# Brief
Locate each line in the data below that contains the string "picture", and copy those lines out.

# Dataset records
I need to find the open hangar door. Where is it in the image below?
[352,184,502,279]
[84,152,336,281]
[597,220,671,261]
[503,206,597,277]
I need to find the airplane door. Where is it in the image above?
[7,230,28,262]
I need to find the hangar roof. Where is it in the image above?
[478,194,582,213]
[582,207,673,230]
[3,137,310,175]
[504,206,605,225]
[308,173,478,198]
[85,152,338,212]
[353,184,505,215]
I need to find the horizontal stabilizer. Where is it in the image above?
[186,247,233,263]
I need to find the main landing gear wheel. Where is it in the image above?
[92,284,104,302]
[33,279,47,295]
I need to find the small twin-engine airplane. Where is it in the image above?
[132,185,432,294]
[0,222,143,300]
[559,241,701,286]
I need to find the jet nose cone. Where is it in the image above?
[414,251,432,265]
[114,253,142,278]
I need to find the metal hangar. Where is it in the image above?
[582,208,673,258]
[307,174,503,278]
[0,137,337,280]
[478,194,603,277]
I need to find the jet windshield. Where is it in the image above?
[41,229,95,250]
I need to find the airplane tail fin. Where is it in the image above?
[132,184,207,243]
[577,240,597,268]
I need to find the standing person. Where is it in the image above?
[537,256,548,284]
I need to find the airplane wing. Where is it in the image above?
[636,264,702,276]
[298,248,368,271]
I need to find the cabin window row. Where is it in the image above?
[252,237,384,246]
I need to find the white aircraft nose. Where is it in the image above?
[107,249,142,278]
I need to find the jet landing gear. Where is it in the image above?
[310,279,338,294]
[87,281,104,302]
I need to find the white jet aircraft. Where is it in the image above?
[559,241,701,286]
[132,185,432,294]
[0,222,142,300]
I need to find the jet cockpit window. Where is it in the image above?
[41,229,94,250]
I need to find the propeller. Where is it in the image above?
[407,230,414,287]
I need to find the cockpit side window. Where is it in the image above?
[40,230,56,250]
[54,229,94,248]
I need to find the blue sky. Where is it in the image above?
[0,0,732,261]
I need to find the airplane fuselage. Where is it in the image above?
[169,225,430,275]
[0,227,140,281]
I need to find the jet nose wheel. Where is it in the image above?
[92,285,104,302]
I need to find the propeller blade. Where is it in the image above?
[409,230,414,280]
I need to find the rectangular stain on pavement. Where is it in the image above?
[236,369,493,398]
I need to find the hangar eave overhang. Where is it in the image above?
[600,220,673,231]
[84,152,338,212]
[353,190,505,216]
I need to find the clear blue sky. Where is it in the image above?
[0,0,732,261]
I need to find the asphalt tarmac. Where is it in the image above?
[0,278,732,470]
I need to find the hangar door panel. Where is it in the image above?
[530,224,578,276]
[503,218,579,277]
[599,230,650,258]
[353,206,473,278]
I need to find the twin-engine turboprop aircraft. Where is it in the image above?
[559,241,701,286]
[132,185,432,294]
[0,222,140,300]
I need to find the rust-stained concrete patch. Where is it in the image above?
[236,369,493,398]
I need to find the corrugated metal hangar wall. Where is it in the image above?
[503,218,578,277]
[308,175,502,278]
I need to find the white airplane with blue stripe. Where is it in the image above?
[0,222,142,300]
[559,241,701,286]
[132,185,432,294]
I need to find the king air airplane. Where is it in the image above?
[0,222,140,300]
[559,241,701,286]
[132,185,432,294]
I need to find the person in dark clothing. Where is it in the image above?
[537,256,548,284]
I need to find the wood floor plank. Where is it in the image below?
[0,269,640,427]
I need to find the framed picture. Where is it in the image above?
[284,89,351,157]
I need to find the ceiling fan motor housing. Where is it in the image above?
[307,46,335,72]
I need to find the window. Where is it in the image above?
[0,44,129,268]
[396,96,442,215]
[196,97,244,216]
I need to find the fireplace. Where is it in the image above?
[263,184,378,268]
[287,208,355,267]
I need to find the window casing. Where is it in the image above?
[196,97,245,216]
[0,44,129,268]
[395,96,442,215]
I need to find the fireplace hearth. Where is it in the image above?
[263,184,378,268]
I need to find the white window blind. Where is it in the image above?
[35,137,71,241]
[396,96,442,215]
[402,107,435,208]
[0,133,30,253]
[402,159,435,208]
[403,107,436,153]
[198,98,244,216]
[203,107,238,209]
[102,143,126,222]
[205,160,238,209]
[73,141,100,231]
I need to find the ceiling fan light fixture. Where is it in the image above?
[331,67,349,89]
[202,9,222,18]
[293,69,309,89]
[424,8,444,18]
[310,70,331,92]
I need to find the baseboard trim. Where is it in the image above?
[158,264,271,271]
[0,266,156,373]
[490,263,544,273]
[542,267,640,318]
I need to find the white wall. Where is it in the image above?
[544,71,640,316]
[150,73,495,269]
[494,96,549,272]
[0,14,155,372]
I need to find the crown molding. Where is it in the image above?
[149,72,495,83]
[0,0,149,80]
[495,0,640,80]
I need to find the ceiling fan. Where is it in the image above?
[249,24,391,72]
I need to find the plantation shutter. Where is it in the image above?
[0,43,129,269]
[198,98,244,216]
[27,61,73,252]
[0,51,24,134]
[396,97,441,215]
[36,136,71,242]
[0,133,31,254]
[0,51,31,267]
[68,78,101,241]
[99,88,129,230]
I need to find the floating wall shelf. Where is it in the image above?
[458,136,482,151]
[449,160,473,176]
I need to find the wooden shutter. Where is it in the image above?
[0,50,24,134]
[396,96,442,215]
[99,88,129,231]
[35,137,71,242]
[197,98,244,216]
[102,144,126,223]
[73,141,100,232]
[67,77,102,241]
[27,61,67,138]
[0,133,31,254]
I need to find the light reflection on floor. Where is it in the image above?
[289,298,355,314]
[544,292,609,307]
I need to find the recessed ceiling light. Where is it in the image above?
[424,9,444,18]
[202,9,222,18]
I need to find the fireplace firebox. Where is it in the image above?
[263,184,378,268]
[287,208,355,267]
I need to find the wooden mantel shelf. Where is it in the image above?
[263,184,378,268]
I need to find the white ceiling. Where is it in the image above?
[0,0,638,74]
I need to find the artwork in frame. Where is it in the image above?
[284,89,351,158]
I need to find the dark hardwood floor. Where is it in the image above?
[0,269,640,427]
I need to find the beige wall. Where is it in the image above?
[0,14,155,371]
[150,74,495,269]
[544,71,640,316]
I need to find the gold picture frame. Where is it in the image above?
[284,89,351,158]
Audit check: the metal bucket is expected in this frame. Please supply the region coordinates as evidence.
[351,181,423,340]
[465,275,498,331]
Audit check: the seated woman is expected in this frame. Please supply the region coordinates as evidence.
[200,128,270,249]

# Complete output
I need to find the framed picture. Where is it in the image above?
I need to find the gold picture frame. Where is it in the image above?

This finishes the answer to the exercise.